## Task instructions
Count the lines below that include "soil". Only the number should be given.

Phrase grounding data
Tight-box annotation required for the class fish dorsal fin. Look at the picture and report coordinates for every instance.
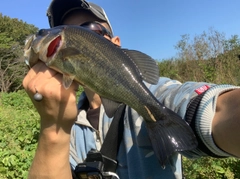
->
[101,97,122,118]
[63,74,75,89]
[122,49,159,84]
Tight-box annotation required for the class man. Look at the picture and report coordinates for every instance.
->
[23,0,240,178]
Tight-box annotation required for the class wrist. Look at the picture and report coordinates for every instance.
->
[28,123,72,178]
[39,122,73,145]
[40,114,75,133]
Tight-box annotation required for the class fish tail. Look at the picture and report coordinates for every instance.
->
[145,106,197,167]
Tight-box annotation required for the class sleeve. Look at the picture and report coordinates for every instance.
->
[190,84,240,158]
[148,77,239,158]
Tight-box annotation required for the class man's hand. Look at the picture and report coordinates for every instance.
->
[23,61,78,178]
[23,61,79,132]
[212,89,240,157]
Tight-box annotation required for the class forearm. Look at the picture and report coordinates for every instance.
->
[28,125,72,179]
[212,89,240,157]
[184,84,240,158]
[22,62,79,178]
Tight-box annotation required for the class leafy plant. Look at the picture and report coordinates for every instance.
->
[0,90,39,178]
[0,13,38,92]
[183,157,239,179]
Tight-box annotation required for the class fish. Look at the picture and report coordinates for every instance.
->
[24,25,198,167]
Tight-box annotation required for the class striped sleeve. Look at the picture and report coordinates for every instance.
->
[194,84,240,157]
[149,77,239,158]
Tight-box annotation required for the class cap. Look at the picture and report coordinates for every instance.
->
[47,0,113,35]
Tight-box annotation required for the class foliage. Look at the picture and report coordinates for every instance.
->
[0,13,38,47]
[160,28,240,85]
[175,28,226,61]
[183,157,240,179]
[0,45,29,92]
[0,90,40,179]
[0,13,38,92]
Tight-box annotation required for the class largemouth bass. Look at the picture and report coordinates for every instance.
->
[24,25,197,166]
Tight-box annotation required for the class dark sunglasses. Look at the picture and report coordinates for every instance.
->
[80,21,113,38]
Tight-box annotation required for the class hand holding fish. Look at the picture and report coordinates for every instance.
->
[22,61,79,133]
[23,61,78,178]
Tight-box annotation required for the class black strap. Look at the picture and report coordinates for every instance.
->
[100,104,126,160]
[73,104,126,177]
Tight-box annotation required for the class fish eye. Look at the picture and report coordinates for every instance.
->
[37,29,50,36]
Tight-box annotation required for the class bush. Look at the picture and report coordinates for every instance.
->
[0,90,39,178]
[183,157,240,179]
[0,87,83,178]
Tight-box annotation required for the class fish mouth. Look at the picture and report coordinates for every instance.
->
[24,34,36,66]
[47,35,62,58]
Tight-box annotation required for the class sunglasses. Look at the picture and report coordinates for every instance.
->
[81,21,113,38]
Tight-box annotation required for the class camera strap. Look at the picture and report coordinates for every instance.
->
[100,104,126,161]
[73,104,126,178]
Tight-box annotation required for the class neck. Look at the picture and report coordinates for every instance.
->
[84,88,101,109]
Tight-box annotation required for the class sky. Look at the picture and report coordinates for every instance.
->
[0,0,240,60]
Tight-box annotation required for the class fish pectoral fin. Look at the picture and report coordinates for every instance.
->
[62,74,75,89]
[122,49,159,84]
[101,98,122,118]
[145,107,198,168]
[61,47,80,58]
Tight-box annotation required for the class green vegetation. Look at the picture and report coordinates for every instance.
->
[0,91,39,178]
[183,157,240,179]
[0,13,38,92]
[0,14,239,178]
[159,28,240,85]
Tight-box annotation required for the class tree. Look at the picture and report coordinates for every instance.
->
[0,13,38,92]
[175,27,226,61]
[0,44,28,92]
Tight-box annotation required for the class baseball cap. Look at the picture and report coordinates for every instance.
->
[47,0,113,36]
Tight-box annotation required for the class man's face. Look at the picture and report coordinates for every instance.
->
[62,10,120,45]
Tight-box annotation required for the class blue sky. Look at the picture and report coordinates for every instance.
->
[1,0,240,60]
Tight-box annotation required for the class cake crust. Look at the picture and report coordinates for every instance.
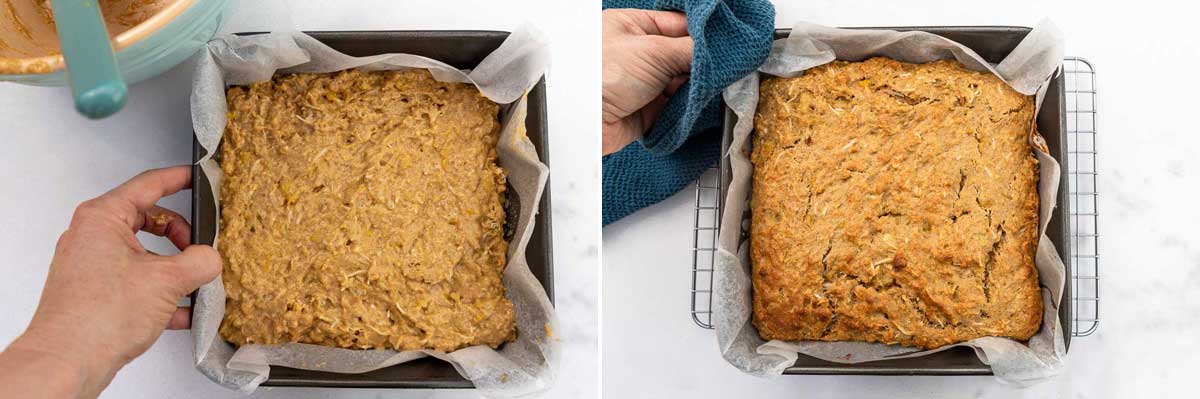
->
[218,69,514,352]
[750,57,1042,349]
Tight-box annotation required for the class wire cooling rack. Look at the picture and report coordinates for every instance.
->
[1064,57,1099,336]
[690,57,1101,337]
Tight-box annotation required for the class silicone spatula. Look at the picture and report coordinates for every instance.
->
[49,0,128,119]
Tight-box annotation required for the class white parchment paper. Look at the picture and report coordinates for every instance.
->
[188,26,558,397]
[715,20,1067,385]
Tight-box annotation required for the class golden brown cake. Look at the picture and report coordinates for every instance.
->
[750,57,1042,350]
[218,69,515,352]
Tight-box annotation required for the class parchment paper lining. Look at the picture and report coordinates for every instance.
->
[715,20,1067,386]
[188,26,558,397]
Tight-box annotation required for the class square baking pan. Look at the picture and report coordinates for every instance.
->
[191,30,554,388]
[719,26,1071,375]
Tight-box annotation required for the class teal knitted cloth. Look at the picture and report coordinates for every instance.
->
[602,0,775,225]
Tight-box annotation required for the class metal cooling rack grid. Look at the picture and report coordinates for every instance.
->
[1064,57,1099,336]
[690,165,721,329]
[690,57,1101,337]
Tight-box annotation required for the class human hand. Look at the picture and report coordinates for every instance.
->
[1,166,221,398]
[602,9,693,155]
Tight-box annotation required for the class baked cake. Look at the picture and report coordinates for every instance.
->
[750,57,1042,349]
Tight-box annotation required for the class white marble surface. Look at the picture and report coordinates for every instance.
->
[604,0,1199,397]
[0,1,598,398]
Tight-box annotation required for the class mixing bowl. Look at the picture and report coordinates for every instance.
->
[0,0,231,86]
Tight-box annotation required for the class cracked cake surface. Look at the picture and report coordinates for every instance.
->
[750,57,1042,349]
[218,69,515,352]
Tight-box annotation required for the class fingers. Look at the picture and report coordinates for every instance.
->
[637,94,670,135]
[601,93,671,156]
[166,307,191,330]
[136,206,191,251]
[602,121,640,155]
[618,9,689,37]
[600,73,687,156]
[645,35,694,76]
[105,166,192,223]
[165,245,222,293]
[148,246,215,330]
[665,75,689,96]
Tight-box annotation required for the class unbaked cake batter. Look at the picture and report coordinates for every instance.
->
[218,69,515,352]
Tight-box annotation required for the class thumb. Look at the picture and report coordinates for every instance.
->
[165,245,222,292]
[645,35,694,76]
[636,94,670,134]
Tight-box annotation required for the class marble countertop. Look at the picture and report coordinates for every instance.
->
[604,1,1199,398]
[0,1,598,398]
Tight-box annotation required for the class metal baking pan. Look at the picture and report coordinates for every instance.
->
[191,30,554,388]
[719,26,1070,375]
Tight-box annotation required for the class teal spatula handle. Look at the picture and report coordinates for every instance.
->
[50,0,128,119]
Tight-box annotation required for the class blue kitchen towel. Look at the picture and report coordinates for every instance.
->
[602,0,775,225]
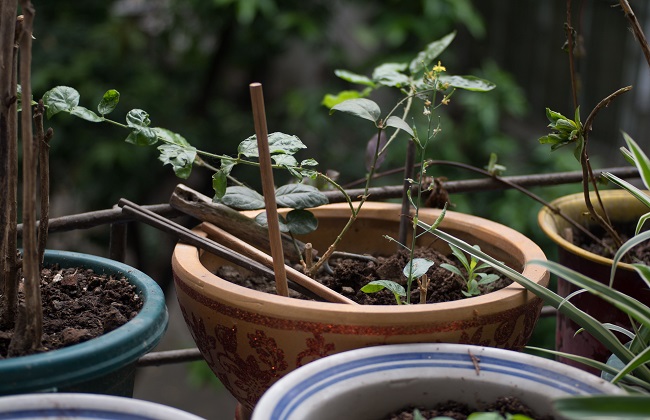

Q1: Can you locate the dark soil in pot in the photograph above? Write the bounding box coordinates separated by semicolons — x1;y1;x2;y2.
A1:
0;265;142;358
386;396;553;420
574;221;650;263
218;247;511;305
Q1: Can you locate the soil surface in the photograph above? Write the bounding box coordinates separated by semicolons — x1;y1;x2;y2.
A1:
386;396;553;420
218;247;511;305
0;265;142;358
575;221;650;264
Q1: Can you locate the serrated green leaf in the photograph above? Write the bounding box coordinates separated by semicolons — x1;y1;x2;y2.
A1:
438;75;495;92
404;258;435;279
42;86;79;118
275;184;328;209
238;132;306;158
98;89;120;115
409;31;456;74
158;143;196;179
385;116;414;137
285;209;318;235
271;154;298;168
334;69;375;87
221;186;265;210
70;106;102;122
330;98;381;123
212;170;228;200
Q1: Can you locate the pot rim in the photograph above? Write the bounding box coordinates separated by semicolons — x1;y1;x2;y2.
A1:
173;202;548;317
0;250;169;394
537;190;642;269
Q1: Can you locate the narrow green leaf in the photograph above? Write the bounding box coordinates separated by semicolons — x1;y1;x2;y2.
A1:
409;31;456;74
622;132;650;190
601;173;650;209
555;395;650;418
385;116;414;137
438;75;495;92
221;186;265;210
330;98;381;123
98;89;120;115
610;230;650;287
440;263;463;277
275;183;328;209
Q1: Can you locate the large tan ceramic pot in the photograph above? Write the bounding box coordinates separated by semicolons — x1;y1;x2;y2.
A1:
173;202;549;413
538;190;650;374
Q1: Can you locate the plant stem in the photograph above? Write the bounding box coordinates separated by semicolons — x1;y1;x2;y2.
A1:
565;0;578;110
35;100;52;265
619;0;650;69
16;0;42;352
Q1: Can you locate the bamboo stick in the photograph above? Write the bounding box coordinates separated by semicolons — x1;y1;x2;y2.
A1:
249;83;289;297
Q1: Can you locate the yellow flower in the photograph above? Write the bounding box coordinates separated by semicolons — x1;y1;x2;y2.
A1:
432;61;446;73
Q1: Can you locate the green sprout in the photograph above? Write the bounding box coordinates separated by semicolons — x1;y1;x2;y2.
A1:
440;244;500;297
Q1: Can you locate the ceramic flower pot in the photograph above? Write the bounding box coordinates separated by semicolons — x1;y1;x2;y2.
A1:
172;202;549;413
538;190;650;374
0;393;204;420
0;250;168;396
252;343;624;420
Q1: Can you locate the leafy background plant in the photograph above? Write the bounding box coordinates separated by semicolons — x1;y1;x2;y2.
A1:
27;1;649;417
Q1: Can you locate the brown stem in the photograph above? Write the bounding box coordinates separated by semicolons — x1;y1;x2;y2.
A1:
15;0;42;352
580;86;632;251
619;0;650;69
35;101;52;266
566;0;578;110
0;10;21;330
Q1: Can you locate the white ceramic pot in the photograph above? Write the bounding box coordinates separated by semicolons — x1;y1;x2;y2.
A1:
252;343;624;420
0;393;205;420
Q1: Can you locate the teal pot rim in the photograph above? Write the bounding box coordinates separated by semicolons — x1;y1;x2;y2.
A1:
0;250;169;394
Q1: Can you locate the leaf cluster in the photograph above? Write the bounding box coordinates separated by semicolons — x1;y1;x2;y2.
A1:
440;244;500;297
538;107;583;159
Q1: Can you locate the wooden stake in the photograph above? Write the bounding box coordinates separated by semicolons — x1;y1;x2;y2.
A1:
249;83;289;297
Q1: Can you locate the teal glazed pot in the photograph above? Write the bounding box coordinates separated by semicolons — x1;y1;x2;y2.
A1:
0;250;168;396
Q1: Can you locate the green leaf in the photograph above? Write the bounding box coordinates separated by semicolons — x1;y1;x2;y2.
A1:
126;109;151;128
610;230;650;288
157;143;197;179
372;62;410;87
330;98;381;123
275;184;328;209
42;86;79;118
545;108;567;123
153;127;191;147
98;89;120;115
622;132;650;191
70;106;102;122
300;158;318;167
285;209;318;235
238;132;307;158
221;186;265;210
409;31;456;74
385;116;414;137
322;90;365;109
361;280;406;297
212;170;228;200
438;75;495;92
126;127;158;146
404;258;435;279
555;395;650;418
255;212;290;233
440;262;463;277
272;154;299;167
334;69;375;87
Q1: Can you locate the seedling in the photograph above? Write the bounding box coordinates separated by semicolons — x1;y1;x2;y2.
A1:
440;244;500;297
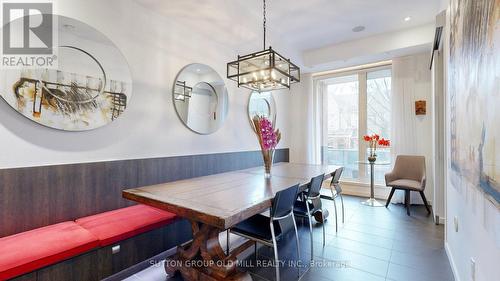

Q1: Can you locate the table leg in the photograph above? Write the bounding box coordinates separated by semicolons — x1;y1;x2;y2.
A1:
165;221;253;281
361;162;384;207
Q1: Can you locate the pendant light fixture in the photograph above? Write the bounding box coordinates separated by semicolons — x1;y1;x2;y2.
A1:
227;0;300;92
174;80;192;102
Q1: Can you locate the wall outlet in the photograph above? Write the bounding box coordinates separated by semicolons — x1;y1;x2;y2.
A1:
470;258;476;281
454;216;459;232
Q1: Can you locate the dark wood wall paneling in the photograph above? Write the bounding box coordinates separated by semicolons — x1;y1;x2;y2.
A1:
0;148;289;237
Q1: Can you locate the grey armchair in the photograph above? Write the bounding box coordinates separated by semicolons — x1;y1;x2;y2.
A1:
385;155;431;216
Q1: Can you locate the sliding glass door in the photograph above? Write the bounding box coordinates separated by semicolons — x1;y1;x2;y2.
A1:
325;75;360;180
322;67;392;184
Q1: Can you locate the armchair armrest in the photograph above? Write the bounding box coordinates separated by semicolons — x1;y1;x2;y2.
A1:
385;171;397;185
420;176;427;189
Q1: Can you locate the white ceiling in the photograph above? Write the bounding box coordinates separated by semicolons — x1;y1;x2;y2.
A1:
132;0;441;72
134;0;441;69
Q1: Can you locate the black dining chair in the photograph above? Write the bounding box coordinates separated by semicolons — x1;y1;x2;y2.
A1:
293;173;325;260
330;167;345;232
230;184;301;281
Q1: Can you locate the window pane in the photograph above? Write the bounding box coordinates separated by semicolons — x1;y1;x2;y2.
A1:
325;75;359;180
367;69;392;183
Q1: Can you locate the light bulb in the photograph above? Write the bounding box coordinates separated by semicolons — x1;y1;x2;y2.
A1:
271;70;276;79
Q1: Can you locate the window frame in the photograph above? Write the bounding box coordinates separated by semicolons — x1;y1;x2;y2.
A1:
315;64;392;184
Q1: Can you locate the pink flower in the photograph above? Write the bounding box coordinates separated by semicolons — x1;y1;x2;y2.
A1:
259;117;277;150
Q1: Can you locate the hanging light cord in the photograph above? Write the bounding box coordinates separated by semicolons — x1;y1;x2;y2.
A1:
263;0;267;49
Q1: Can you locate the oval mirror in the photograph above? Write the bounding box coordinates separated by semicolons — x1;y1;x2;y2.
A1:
248;91;276;130
173;64;228;134
0;15;132;131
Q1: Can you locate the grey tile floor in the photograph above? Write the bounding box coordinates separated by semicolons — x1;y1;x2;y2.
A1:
122;195;454;281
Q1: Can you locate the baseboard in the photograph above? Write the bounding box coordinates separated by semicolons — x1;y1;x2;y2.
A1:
102;247;177;281
333;181;391;200
439;216;446;225
445;241;460;281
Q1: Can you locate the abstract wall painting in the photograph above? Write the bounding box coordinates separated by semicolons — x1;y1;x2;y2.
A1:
449;0;500;204
0;16;132;131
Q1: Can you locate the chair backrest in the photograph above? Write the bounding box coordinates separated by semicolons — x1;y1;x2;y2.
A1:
331;167;344;193
392;155;426;182
307;174;325;198
271;184;300;219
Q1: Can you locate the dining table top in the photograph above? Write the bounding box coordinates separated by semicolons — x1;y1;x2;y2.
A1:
123;162;339;229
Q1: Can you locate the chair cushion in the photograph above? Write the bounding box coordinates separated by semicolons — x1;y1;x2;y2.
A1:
75;205;177;246
0;222;99;280
387;179;423;191
231;214;282;242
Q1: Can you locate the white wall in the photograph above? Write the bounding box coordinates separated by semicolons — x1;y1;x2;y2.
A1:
302;24;434;72
391;53;434;204
0;0;292;169
289;73;314;164
445;179;500;281
441;2;500;280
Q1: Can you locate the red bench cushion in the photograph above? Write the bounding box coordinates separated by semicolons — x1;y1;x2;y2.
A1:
0;222;99;280
76;205;177;246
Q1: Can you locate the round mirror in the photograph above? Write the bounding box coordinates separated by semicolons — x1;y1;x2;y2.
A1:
0;15;132;131
173;64;228;134
248;91;276;130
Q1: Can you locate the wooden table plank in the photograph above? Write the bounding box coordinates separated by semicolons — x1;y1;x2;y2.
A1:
123;171;300;229
122;163;339;229
123;162;339;281
241;162;338;182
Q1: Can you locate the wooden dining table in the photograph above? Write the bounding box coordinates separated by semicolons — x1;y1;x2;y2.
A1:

## Solution to this exercise
2